Stated problem A:
How would this sentence from the hurling championship page read in French: "Three teams contested the championship; Cootehill Celtic entered the competition as the defending champions, alongside East Cavan Gaels and Mullahoran St Joseph's."?

Page excerpt:

========================================

2026 Cavan Senior Hurling Championship
- Dates: July 10 - Aug 2, 2026
- Teams: 3
- Sponsor: Gilsenan Floors and Doors^{[citation needed]}
- Champions: Cootehill Celtic (10th title)
- Runners-up: East Cavan Gaels

Tournament statistics
- Matches played: 3

= 2026 Cavan Senior Hurling Championship =

Annual hurling competition season

The 2026 Cavan Senior Hurling Championship was the 67th staging of the Cavan Senior Hurling Championship since its establishment by the Cavan County Board in 1908.

Three teams contested the championship; Cootehill Celtic entered the competition as the defending champions, alongside East Cavan Gaels and Mullahoran St Joseph's.

========================================

Stated problem B:
How many lines in the entries below contain the word "tree"? Reply with the number alone.

========================================

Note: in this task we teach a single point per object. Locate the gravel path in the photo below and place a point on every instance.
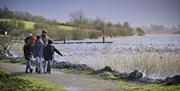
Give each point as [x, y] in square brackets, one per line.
[71, 82]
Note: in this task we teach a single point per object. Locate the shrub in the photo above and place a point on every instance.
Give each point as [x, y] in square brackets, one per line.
[11, 25]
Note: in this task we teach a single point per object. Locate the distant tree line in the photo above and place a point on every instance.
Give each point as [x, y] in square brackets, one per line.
[161, 29]
[83, 27]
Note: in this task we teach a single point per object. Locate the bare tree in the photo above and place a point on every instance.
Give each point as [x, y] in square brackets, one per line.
[79, 19]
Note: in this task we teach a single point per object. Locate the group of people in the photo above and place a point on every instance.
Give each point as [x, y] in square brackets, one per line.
[41, 50]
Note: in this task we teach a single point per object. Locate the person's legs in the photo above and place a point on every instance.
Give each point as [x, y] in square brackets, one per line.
[27, 66]
[30, 66]
[41, 64]
[44, 66]
[49, 66]
[37, 64]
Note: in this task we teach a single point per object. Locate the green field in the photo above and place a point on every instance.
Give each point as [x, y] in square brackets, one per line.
[30, 25]
[10, 82]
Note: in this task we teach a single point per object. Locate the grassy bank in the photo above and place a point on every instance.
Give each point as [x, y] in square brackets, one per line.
[124, 85]
[127, 86]
[9, 82]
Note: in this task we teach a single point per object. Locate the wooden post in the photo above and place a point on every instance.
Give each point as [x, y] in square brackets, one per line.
[64, 40]
[103, 39]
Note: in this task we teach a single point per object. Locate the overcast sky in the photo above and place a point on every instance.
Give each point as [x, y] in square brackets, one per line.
[136, 12]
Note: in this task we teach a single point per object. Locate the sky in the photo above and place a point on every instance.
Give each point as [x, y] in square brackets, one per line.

========================================

Full answer A:
Trois équipes ont disputé le championnat ; Cootehill Celtic est entré dans la compétition en tant que tenant du titre, aux côtés d'East Cavan Gaels et de Mullahoran St Joseph's.

Full answer B:
2